Repeat each entry below exactly.

* * * * * * * * *

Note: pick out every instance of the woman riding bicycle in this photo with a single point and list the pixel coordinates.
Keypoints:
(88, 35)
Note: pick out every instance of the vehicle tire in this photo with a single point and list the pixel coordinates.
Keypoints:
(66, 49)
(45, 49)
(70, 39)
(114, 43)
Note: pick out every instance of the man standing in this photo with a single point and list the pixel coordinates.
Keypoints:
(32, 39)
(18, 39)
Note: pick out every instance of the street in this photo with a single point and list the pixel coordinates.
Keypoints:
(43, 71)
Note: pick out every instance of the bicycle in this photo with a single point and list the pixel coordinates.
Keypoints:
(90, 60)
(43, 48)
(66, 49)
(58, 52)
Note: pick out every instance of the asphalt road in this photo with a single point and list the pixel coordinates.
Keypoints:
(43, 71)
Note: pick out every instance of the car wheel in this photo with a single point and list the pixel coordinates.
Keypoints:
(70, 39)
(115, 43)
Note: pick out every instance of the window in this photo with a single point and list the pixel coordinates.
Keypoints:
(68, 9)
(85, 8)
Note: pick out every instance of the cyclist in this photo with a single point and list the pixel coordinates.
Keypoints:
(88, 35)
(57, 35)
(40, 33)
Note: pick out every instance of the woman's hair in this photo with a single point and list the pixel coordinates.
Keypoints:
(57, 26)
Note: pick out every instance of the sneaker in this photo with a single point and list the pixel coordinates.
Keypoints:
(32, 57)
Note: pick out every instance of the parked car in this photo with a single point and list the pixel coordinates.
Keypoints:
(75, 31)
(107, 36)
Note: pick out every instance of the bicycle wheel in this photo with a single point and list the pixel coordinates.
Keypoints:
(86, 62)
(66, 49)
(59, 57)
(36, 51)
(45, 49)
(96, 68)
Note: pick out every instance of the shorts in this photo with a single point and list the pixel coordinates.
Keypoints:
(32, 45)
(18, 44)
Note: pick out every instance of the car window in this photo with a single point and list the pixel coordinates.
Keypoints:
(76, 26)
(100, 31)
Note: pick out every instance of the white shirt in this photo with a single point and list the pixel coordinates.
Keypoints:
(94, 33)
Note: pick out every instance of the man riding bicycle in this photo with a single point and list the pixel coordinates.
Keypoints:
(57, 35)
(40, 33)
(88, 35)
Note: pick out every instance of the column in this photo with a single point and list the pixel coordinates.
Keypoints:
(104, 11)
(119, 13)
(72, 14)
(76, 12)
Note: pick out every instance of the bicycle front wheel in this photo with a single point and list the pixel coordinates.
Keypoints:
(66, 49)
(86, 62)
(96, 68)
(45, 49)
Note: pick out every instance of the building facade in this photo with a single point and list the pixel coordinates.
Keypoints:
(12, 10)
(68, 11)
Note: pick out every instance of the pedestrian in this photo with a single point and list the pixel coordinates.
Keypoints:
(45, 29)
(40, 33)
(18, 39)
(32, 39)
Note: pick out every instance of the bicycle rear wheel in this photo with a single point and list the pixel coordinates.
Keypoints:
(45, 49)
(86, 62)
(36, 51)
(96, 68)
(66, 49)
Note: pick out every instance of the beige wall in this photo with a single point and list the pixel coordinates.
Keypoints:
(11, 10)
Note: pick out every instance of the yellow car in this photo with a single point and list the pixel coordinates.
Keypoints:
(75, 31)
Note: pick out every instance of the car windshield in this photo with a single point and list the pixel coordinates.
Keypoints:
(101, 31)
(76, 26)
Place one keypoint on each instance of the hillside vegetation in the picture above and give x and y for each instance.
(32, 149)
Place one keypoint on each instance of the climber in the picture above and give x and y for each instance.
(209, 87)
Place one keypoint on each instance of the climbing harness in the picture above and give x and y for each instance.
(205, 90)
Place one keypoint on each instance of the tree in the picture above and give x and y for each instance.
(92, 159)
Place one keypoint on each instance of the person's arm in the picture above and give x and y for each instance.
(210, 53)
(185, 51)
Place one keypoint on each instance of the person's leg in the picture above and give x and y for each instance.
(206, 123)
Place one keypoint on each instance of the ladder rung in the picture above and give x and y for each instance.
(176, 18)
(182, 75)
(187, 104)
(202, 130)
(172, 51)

* * * * * * * * *

SOLUTION TO THIS PROBLEM:
Note: pick out every instance of the woman riding bicycle in this photo with a single point and list the pixel coordinates.
Keypoints:
(88, 35)
Note: pick out every instance of the vehicle tire in this photo with a single point and list the pixel coordinates.
Keypoints:
(66, 49)
(45, 49)
(70, 39)
(114, 43)
Note: pick out every instance of the man standing in this photo with a single point and list the pixel coordinates.
Keypoints:
(32, 39)
(18, 39)
Note: pick out every instance of the street in this photo with a single point and list the pixel coordinates.
Keypoints:
(43, 71)
Note: pick out every instance of the bicycle in this photo with a single point and list the pixel coordinates.
Keypoints:
(90, 60)
(43, 48)
(66, 49)
(58, 52)
Note: pick out every instance of the asphalt road in this photo with a single point and list the pixel coordinates.
Keypoints:
(43, 71)
Note: pick out every instance of the car wheel in this photo with a single point and list the pixel coordinates.
Keypoints:
(70, 39)
(115, 43)
Note: pick out every instance of the window in this photo with a single point and list the pixel coordinates.
Keypoints:
(68, 9)
(85, 8)
Note: pick out every instance of the cyclist in this photo with a single point and list the pixel coordinates.
Keypoints:
(88, 35)
(57, 35)
(40, 33)
Note: pick out every instance of the woman's hair in this photo with a single point and list the pixel coordinates.
Keypoints:
(57, 26)
Note: pick out every instance of the sneaker in this photo with a single point and list the pixel coordinates.
Keypoints:
(32, 57)
Note: pick out every instance of the parked car in this photo with a single point and list the pixel coordinates.
Keypoints:
(75, 31)
(107, 36)
Note: pick out every instance of the bicycle wheel in this photo with a single point and list the pixel coordinates.
Keypoints:
(86, 62)
(66, 49)
(59, 57)
(36, 51)
(45, 49)
(96, 68)
Note: pick out every instance of the shorts in this photo with a single point and list the pixel coordinates.
Keypoints:
(32, 45)
(18, 44)
Note: pick out every instance of the car window in this photo with a single point and list the pixel coordinates.
Keypoints:
(76, 26)
(100, 31)
Note: pick out every instance of the white shirt in this photo with a single point and list the pixel coordinates.
Keypoints:
(94, 33)
Note: pick out every instance of the man riding bicycle in this photo with a single point and list the pixel coordinates.
Keypoints:
(57, 35)
(40, 33)
(88, 35)
Note: pick out every instance of the column in this photo with a single point and list the pixel coordinates.
Keypoints:
(104, 11)
(119, 13)
(72, 14)
(76, 12)
Note: pick out every instance of the bicycle front wheel in this photo with a single point and list the pixel coordinates.
Keypoints:
(66, 49)
(86, 62)
(96, 68)
(45, 49)
Note: pick out every instance of the building facade in this photo with a single point and list the pixel coordinates.
Keypoints:
(12, 10)
(68, 11)
Note: pick out every instance of the pedestrian in this photo with a single point and list the pixel coordinates.
Keypoints:
(45, 29)
(40, 33)
(18, 39)
(32, 39)
Note: pick out every instance of the bicycle rear wheel in this photo with a single point and list the pixel coordinates.
Keypoints:
(45, 49)
(86, 62)
(36, 51)
(96, 68)
(66, 49)
Note: pick out every instance of the beige wall in this photo with a single point and list the pixel coordinates.
Keypoints:
(11, 10)
Note: pick out every instance of the yellow car in this photo with a single point and list the pixel coordinates.
Keypoints:
(75, 31)
Note: pick out every instance of the car windshield in this photo with a single point and list the pixel coordinates.
Keypoints:
(101, 31)
(76, 26)
Place one keypoint on each instance of the hillside vegetation in the picture above and give x and y for each instance.
(32, 149)
Place one keypoint on each instance of the climber in the picture above and give x and y for each instance.
(209, 87)
Place one keypoint on each instance of the climbing harness in the picture above and give x and y for each instance.
(205, 90)
Place one keypoint on each instance of the tree in the picture above and give x and y for each instance.
(92, 159)
Place one keypoint on each instance of the person's arm in the picture above and give x and y for each instance.
(210, 53)
(185, 51)
Place one keypoint on each instance of the person's leg in the picture above and give x and y for each instance.
(206, 123)
Place one keypoint on each instance of the ladder rung in the picture above and give x and y for each instance.
(176, 18)
(182, 75)
(187, 104)
(202, 130)
(172, 51)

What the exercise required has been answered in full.